Consegna scritta 1
Conta le righe in cui compare la parola "black" e scrivi soltanto il numero.

===== Estratto della fonte =====

Giuseppe Ciarallo
La Treves Blues Band, storico gruppo fondato a Milano da Fabio Treves, ha spento quest’anno le quaranta candeline e ha festeggiato l’avvenimento con un lungo e seguitissimo tour. Ma andiamo per ordine… La Treves Blues Band vede la luce nel 1974 su iniziativa di Fabio Treves, venticinquenne milanese che in seguito verrà soprannominato il Puma di Lambrate (zona operaia della periferia milanese) in risposta al celebre Leone di Manchester, alias John Mayall. In totale controtendenza – i ragazzi dell’epoca sono prevalentemente orientati verso il rock nelle sue varie declinazioni – Treves fonda una band per risalire alle fonti del blues, musica che ha dato origine in qualche modo ai più importanti generi del Novecento, dal jazz al rock, appunto. Da quel momento è un vorticoso avvicendarsi di impegni, dai concerti dal vivo, ai dischi, alle collaborazioni con artisti di tutto il mondo, alcuni dei quali veri e propri mostri sacri, come vedremo.

===== Materiale fornito =====

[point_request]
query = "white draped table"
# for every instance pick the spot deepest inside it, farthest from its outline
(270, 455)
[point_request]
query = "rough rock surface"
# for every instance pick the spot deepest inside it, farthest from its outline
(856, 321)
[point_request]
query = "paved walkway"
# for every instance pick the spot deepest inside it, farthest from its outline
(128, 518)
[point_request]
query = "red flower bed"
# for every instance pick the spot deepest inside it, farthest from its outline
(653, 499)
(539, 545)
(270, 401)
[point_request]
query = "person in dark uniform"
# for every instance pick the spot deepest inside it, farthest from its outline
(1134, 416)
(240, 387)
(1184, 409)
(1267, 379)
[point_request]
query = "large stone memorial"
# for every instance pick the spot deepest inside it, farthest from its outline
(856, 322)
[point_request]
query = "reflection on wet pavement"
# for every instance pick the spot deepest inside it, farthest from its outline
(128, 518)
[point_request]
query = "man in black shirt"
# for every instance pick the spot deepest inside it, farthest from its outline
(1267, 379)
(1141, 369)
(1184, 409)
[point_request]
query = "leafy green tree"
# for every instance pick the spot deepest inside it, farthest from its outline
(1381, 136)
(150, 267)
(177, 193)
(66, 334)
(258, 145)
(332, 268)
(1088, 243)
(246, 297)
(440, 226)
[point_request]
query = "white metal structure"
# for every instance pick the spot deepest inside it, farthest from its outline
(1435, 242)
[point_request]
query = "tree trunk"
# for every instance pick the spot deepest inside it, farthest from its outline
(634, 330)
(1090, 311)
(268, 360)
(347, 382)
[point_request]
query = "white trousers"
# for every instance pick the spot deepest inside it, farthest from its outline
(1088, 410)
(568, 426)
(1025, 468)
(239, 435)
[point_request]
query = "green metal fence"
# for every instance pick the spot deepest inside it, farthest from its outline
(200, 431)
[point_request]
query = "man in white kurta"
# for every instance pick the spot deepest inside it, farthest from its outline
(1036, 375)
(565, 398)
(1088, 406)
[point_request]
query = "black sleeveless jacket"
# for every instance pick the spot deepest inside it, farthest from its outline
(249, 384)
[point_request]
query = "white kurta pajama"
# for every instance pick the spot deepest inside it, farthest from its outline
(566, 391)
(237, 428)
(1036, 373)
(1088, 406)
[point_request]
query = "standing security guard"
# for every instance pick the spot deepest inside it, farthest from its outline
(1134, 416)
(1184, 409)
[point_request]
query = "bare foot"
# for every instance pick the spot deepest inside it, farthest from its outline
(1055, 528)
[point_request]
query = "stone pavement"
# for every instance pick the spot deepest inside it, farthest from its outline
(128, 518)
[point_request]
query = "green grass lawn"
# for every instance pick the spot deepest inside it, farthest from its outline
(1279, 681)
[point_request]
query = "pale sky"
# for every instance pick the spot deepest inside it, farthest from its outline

=====

Consegna scritta 2
Per favore, prosegui il testo sulla Treves Blues Band subito dopo l'ultima frase riportata.

Risultato esercizio 1
2

Risultato esercizio 2
La TBB, che nel 1978 viene chiamata ad aprire i concerti italiani di Charles Mingus, collaborerà e calcherà lo stesso palco di artisti del calibro di Mike Bloomfield (Torino, 1980), James Cotton, Stevie Ray Vaughan e Little Steven, chitarrista della E Street Band di Bruce Springsteen, nel 1988. Nello stesso anno arriva forse l’incontro che più di ogni altro segnerà la vita artistica del Puma di Lambrate, come ormai tutti chiamano Fabio Treves: Frank Zappa, uno dei più geniali musicisti del Novecento, invita l’armonicista milanese a suonare nei suoi concerti italiani di Milano e Genova.
Ma la band non riposa sugli allori e Treves, nella sua frenetica attività, incontra e collabora con tanti altri artisti, perlopiù americani, quali Chuck Leavell, Pick Withers, Dave Kelly, Cooper Terry, Eddie Boyd, Sunnyland Slim, Johnny Shines, ma anche italiani (Angelo Branduardi, Pierangelo Bertoli, Eugenio Finardi, Francesco Baccini, Ivan Graziani e tanti altri).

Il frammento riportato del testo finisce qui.